◆ **READING TEXT**
■ ■ ■ ■ ■
Let's understand why we use these specific penalty forms:

Why the L1 penalty uses absolute values?

The absolute value function $|\beta_j|$ has a special property: its derivative is not continuous at zero. This creates a "corner" in the optimization landscape that can drive coefficients exactly to zero, effectively performing automatic feature selection. When we take the derivative of $|\beta_j|$ , we get:

$\frac{d}{d\beta_j}|\beta_j| = 1$ when $\beta_j > 0$
$\frac{d}{d\beta_j}|\beta_j| = -1$ when $\beta_j < 0$
$\frac{d}{d\beta_j}|\beta_j|$ is undefined at $\beta_j = 0$

This discontinuity is what allows LASSO to set coefficients exactly to zero.

Why the L2 penalty uses squared terms?

The squared penalty $\beta_j^2$ has a smooth, continuous derivative everywhere: $\frac{d}{d\beta_j}\beta_j^2 = 2\beta_j$ . This smoothness helps with correlated features by encouraging similar coefficients for similar features, creating a "grouping effect." The penalty grows quadratically, so larger coefficients are penalized more heavily than smaller ones.
■ ■ ■ ■ ■
◆ **MATERIAL**
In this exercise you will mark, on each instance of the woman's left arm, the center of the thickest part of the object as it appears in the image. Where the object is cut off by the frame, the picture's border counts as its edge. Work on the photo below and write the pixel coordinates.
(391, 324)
■ ■ ■ ■ ■
◆ **STATED PROBLEM 1**
Copy the penalty-forms text word for word, starting at "Why the L2 penalty" and ending at "than smaller ones.".
◆ **STATED PROBLEM 2**
Extend the explanation of the L1 and L2 penalty forms, picking up after its final sentence.

◆ **TASK OUTPUT 1**
Why the L2 penalty uses squared terms?

The squared penalty $\beta_j^2$ has a smooth, continuous derivative everywhere: $\frac{d}{d\beta_j}\beta_j^2 = 2\beta_j$ . This smoothness helps with correlated features by encouraging similar coefficients for similar features, creating a "grouping effect." The penalty grows quadratically, so larger coefficients are penalized more heavily than smaller ones.

◆ **TASK OUTPUT 2**
The Complete Elastic Net Objective Function

Combining all three components, our Elastic Net objective function becomes:

\min_{\boldsymbol{\beta}} \left\{ \sum_{i=1}^n (y_i - \hat{y}_i)^2 + \lambda_1 \sum_{j=1}^p |\beta_j| + \lambda_2 \sum_{j=1}^p \beta_j^2 \right\}

where:

$\boldsymbol{\beta} = [\beta_0, \beta_1, \ldots, \beta_p]^T$ is the vector of coefficients we are optimizing
$\sum_{i=1}^n (y_i - \hat{y}_i)^2$ is the sum of squared errors (data fit term)
$\lambda_1 \sum_{j=1}^p |\beta_j|$ is the L1 penalty term (encourages sparsity)
$\lambda_2 \sum_{j=1}^p \beta_j^2$ is the L2 penalty term (encourages small coefficients)

Let's break down what each part does:

Data Fit Term $\sum_{i=1}^n (y_i - \hat{y}_i)^2$ : Ensures our predictions are close to the actual values
L1 Penalty $\lambda_1 \sum_{j=1}^p |\beta_j|$ : Encourages sparsity by driving some coefficients to exactly zero
L2 Penalty $\lambda_2 \sum_{j=1}^p \beta_j^2$ : Encourages small coefficients and handles correlated features well

The parameters $\lambda_1$ and $\lambda_2$ control the strength of each penalty:

When $\lambda_1 = 0$ and $\lambda_2 > 0$ : We get pure Ridge regression
When $\lambda_1 > 0$ and $\lambda_2 = 0$ : We get pure LASSO regression
When $\lambda_1 > 0$ and $\lambda_2 > 0$ : We get Elastic Net

Understanding the Norm Notation

We can write the penalty terms more compactly using norm notation:

\lambda_1 \sum_{j=1}^p |\beta_j| + \lambda_2 \sum_{j=1}^p \beta_j^2 = \lambda_1 \|\boldsymbol{\beta}\|_1 + \lambda_2 \|\boldsymbol{\beta}\|_2^2

where:

$\|\boldsymbol{\beta}\|_1 = \sum_{j=1}^p |\beta_j|$ is the L1 norm (Manhattan distance)
$\|\boldsymbol{\beta}\|_2 = \sqrt{\sum_{j=1}^p \beta_j^2}$ is the L2 norm (Euclidean distance)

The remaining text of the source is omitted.